#### [YOUR GOAL]
Reproduce the data below word for word, keeping every line in its original order.
######
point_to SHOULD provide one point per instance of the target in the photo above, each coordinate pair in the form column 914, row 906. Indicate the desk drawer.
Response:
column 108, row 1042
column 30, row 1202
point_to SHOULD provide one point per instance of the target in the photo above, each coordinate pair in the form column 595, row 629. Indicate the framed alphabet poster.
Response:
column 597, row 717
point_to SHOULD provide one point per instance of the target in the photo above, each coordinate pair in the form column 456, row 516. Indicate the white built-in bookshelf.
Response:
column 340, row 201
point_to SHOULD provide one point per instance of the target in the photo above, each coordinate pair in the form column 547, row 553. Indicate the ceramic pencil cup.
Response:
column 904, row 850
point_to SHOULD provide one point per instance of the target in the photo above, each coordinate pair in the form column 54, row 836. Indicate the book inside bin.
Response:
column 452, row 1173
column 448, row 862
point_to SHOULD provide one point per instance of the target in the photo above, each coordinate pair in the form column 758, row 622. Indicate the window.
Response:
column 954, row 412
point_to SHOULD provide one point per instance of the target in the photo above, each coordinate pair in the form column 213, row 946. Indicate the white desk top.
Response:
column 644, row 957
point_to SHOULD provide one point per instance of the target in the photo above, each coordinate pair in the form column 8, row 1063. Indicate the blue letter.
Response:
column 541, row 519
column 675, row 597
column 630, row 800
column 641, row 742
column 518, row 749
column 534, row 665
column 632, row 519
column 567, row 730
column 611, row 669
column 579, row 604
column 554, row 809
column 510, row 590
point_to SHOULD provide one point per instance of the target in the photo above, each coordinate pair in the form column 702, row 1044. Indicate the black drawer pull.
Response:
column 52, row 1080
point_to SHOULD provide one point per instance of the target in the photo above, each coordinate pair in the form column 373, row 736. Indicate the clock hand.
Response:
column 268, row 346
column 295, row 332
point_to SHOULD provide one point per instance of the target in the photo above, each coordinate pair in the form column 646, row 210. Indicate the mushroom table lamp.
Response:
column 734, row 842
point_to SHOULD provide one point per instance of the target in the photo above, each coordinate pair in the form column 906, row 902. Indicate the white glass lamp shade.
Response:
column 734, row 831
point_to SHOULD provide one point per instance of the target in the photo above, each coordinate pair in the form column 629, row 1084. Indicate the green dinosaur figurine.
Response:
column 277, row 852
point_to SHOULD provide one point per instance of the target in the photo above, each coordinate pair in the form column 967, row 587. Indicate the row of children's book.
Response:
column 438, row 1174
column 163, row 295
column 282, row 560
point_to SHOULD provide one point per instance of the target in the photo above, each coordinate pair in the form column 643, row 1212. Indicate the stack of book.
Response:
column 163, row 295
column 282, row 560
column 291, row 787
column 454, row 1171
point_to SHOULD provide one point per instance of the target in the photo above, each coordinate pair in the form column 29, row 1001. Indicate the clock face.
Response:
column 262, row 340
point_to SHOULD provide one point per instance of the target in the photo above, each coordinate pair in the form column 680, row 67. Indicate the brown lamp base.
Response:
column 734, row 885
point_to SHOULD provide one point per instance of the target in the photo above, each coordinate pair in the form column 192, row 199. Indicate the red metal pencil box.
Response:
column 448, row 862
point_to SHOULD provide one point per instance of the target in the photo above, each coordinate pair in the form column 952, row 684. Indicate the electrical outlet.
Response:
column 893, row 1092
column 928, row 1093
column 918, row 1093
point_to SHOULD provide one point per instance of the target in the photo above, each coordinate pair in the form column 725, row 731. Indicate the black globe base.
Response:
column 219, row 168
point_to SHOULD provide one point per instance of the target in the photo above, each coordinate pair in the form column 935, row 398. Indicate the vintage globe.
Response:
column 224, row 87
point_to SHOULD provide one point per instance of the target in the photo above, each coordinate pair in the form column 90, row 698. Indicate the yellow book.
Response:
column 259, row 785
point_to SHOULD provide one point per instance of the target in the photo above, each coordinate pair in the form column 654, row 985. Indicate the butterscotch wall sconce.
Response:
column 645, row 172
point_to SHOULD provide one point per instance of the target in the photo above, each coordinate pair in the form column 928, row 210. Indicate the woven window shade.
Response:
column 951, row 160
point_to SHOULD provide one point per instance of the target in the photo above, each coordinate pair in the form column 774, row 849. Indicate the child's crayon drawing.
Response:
######
#### [OUTPUT]
point_to SHOULD provide one point per instance of the target in the photo above, each coordinate pair in the form column 914, row 906. Indicate the desk drawer.
Response:
column 108, row 1042
column 30, row 1202
point_to SHOULD provide one point per instance of the target in the photo above, each coordinate pair in the form column 595, row 629. Indicate the framed alphabet poster.
Response:
column 597, row 717
point_to SHOULD provide one point per instance of the target in the photo above, each coordinate pair in the form column 456, row 516. Indicate the white built-in bookshelf.
Response:
column 340, row 201
point_to SHOULD provide one point per instance of the target in the photo above, each coordinate pair in the form column 547, row 553. Indicate the ceramic pencil cup.
Response:
column 904, row 850
point_to SHOULD provide one point per instance of the target in the photo above, each coordinate pair in the form column 54, row 836. Indicate the book inside bin.
Response:
column 452, row 1173
column 448, row 862
point_to SHOULD provide one point per instance of the target in the photo above, each coordinate pair in the form column 758, row 622. Indicate the window.
Response:
column 954, row 412
point_to SHOULD provide one point per instance of the target in the photo above, each coordinate pair in the form column 213, row 946. Indicate the white desk top.
Response:
column 644, row 957
point_to SHOULD provide one point per instance of the target in the photo above, each coordinate pair in the form column 8, row 1063. Indicate the blue letter.
Response:
column 541, row 519
column 675, row 597
column 630, row 800
column 641, row 742
column 518, row 749
column 534, row 665
column 632, row 519
column 567, row 730
column 611, row 669
column 579, row 604
column 554, row 809
column 510, row 590
point_to SHOULD provide one point per instance of the target in the photo above, each coordinate pair in the form column 702, row 1044. Indicate the black drawer pull.
Response:
column 52, row 1080
point_to SHOULD provide one point per instance of the target in the photo above, each coordinate pair in the form column 373, row 736. Indicate the clock hand.
Response:
column 268, row 346
column 295, row 332
point_to SHOULD provide one point per instance of the target in the photo above, each coordinate pair in the form column 646, row 210. Indicate the mushroom table lamp.
Response:
column 734, row 842
point_to SHOULD provide one point per instance of the target in the photo above, each coordinate pair in the form column 906, row 902. Indicate the white glass lamp shade.
Response:
column 734, row 831
point_to SHOULD provide one point per instance of the target in the photo above, each coordinate pair in the form column 629, row 1084. Indicate the green dinosaur figurine.
Response:
column 277, row 852
point_to SHOULD provide one point per instance of the target in the photo above, each coordinate pair in the form column 967, row 587. Indicate the row of children's book.
Response:
column 438, row 1174
column 163, row 295
column 282, row 560
point_to SHOULD provide one point per instance of the target in the photo above, each coordinate pair in the form column 643, row 1212. Indicate the stack of book.
Response:
column 163, row 295
column 282, row 560
column 291, row 787
column 454, row 1171
point_to SHOULD provide one point per instance of the target in the photo above, each coordinate pair in the form column 29, row 1001. Indicate the clock face.
Response:
column 262, row 340
point_to SHOULD provide one point per instance of the target in the photo above, each coordinate pair in the form column 680, row 67. Indicate the brown lamp base.
Response:
column 734, row 885
point_to SHOULD provide one point per instance of the target in the photo above, each coordinate pair in the form column 192, row 199. Indicate the red metal pencil box.
Response:
column 448, row 862
point_to SHOULD provide one point per instance of the target in the photo above, each coordinate pair in the form column 952, row 684. Indicate the electrical outlet.
Response:
column 893, row 1092
column 928, row 1093
column 918, row 1093
point_to SHOULD provide one point per instance of the target in the photo above, each coordinate pair in the form column 725, row 731. Indicate the black globe base.
Response:
column 219, row 168
point_to SHOULD provide one point per instance of the target in the photo above, each coordinate pair in the form column 935, row 398. Indicate the vintage globe.
Response:
column 224, row 87
point_to SHOULD provide one point per instance of the target in the photo above, each coordinate pair in the form column 90, row 698. Indicate the yellow book.
Response:
column 259, row 785
point_to SHOULD provide one point per instance of the target in the photo above, each coordinate pair in the form column 654, row 985. Indicate the butterscotch wall sconce.
Response:
column 645, row 172
point_to SHOULD provide one point per instance of the target in the photo above, each coordinate pair in the form column 928, row 210. Indicate the woven window shade.
Response:
column 951, row 160
point_to SHOULD provide one point per instance of the target in the photo above, each coordinate pair in the form column 774, row 849. Indicate the child's crayon drawing.
Response:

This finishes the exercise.